**Problem requirements:** Write out the entries below word for word, starting at their first line and ending at the line containing "column 39, row 560", including that line.

**Input:**

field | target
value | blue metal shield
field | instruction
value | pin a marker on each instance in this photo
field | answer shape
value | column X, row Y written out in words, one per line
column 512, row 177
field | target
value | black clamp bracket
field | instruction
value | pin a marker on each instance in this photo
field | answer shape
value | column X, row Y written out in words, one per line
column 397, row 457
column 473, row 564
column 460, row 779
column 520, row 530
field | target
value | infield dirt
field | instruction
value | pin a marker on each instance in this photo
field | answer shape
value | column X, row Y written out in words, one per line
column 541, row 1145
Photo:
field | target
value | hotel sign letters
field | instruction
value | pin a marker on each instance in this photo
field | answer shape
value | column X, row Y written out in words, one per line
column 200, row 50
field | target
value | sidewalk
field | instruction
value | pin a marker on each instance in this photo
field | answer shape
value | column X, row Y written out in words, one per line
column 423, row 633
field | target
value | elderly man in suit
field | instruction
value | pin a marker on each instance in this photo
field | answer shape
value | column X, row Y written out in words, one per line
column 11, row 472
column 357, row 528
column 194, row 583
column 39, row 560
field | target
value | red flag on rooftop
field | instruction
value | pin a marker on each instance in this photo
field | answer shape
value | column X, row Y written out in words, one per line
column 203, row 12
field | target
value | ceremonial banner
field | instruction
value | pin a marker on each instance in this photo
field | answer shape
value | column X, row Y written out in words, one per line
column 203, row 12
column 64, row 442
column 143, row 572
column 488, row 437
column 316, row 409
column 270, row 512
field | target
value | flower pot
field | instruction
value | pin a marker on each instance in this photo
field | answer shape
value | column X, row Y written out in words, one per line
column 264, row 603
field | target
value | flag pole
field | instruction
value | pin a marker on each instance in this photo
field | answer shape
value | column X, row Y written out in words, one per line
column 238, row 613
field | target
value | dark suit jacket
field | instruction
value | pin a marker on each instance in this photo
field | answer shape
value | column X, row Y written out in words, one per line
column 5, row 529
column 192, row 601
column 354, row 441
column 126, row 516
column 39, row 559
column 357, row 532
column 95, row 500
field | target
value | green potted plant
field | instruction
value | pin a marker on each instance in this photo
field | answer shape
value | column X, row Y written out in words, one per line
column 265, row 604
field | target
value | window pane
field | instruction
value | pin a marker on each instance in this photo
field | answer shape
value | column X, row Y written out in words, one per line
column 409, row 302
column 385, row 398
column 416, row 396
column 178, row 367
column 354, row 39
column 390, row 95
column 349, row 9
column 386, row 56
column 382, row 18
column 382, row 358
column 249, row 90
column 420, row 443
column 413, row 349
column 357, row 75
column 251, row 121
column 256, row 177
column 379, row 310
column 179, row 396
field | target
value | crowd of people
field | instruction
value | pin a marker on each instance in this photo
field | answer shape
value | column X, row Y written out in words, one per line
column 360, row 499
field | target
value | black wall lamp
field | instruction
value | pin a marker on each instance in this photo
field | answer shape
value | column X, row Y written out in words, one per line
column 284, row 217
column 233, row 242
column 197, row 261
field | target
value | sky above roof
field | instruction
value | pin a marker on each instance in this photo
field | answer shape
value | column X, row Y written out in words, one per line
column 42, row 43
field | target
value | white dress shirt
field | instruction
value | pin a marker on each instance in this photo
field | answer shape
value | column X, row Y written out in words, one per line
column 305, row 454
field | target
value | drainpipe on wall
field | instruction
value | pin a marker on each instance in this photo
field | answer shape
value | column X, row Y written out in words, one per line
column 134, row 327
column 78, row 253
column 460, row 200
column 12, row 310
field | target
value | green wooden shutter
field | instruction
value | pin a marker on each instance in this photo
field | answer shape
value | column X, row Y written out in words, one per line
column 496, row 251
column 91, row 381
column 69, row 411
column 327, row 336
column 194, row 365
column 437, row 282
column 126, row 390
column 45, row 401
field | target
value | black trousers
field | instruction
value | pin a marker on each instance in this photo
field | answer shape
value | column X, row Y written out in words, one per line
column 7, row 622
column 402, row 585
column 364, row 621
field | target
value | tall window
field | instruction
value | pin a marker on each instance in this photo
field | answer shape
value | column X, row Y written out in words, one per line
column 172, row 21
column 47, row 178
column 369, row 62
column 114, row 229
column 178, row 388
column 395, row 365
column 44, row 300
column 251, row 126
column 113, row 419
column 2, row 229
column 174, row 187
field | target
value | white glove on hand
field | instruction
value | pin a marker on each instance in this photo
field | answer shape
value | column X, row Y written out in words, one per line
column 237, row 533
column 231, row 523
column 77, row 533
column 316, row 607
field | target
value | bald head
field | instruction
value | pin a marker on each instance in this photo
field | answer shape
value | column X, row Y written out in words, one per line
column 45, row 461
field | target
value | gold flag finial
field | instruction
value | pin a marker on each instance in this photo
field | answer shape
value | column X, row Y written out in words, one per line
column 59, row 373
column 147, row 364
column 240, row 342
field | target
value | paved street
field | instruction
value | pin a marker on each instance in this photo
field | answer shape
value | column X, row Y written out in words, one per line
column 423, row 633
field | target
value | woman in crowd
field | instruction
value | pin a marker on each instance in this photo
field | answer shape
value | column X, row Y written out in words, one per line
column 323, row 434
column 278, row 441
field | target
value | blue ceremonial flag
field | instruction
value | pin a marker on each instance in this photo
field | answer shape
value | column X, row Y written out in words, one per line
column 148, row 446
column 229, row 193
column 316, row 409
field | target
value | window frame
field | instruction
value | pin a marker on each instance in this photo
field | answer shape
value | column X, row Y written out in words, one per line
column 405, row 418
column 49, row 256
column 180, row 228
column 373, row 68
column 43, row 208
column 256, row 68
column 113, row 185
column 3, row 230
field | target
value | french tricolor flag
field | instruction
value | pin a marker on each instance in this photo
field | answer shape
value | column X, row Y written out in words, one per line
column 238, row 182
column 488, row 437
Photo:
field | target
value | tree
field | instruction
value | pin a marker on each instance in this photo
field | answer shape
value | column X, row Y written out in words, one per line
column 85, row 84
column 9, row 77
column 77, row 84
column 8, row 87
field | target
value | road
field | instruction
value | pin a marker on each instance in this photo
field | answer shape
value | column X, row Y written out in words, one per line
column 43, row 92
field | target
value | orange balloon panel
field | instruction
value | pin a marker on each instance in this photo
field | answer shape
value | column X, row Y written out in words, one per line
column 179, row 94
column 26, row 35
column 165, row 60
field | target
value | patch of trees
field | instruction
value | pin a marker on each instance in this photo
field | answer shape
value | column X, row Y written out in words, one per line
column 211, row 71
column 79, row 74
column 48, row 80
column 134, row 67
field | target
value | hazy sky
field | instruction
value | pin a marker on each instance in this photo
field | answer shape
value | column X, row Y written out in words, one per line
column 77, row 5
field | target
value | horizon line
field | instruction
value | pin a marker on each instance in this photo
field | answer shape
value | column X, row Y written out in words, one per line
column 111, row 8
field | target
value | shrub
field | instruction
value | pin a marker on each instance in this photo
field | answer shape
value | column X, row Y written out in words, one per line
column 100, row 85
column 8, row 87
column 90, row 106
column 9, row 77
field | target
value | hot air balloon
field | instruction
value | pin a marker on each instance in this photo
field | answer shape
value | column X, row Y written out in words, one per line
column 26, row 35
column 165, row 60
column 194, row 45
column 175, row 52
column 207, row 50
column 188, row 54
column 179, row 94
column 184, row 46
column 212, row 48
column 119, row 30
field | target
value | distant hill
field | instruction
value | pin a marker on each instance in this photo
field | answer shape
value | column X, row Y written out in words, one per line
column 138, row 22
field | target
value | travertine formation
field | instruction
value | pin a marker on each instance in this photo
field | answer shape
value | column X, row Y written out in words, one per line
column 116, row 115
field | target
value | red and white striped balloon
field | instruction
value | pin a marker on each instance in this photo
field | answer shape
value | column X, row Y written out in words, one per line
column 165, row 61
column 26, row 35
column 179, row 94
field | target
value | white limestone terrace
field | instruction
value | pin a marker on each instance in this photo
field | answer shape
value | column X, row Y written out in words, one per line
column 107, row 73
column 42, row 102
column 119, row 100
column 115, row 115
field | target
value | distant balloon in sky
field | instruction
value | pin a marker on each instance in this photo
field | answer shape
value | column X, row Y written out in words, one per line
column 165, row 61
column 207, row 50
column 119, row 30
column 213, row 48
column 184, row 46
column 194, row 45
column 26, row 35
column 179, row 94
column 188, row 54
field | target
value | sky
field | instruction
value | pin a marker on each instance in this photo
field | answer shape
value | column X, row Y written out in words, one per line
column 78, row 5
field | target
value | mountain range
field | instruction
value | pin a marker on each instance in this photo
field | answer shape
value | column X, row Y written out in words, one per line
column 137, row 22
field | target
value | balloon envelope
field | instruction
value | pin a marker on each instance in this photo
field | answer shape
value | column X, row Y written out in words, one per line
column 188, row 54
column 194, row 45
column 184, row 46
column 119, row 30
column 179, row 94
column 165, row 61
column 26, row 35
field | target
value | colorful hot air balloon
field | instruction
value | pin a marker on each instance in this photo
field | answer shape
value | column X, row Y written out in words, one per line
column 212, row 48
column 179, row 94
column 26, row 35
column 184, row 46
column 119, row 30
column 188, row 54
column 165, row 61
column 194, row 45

**Complete response:**
field | target
value | blue metal shield
field | instruction
value | pin a marker on each instance in this photo
field | answer shape
value | column X, row Y written out in words, one per line
column 512, row 177
field | target
value | black clamp bracket
field | instruction
value | pin a marker on each instance in this photo
field | answer shape
value | column X, row Y written out in words, one per line
column 397, row 457
column 473, row 564
column 460, row 779
column 520, row 530
field | target
value | infield dirt
field | instruction
value | pin a marker on each instance in this photo
field | answer shape
value | column X, row Y written out in words, one per line
column 541, row 1145
Photo:
field | target
value | hotel sign letters
field | instruction
value | pin a marker on each instance in this photo
field | answer shape
value | column X, row Y written out in words, one per line
column 200, row 50
field | target
value | sidewalk
field | instruction
value | pin a marker on each instance in this photo
field | answer shape
value | column X, row Y written out in words, one per line
column 423, row 633
field | target
value | elderly man in suit
field | instruction
value | pin a marker on each instance in this photo
field | answer shape
value | column X, row Y written out in words, one per line
column 11, row 472
column 357, row 528
column 194, row 583
column 39, row 560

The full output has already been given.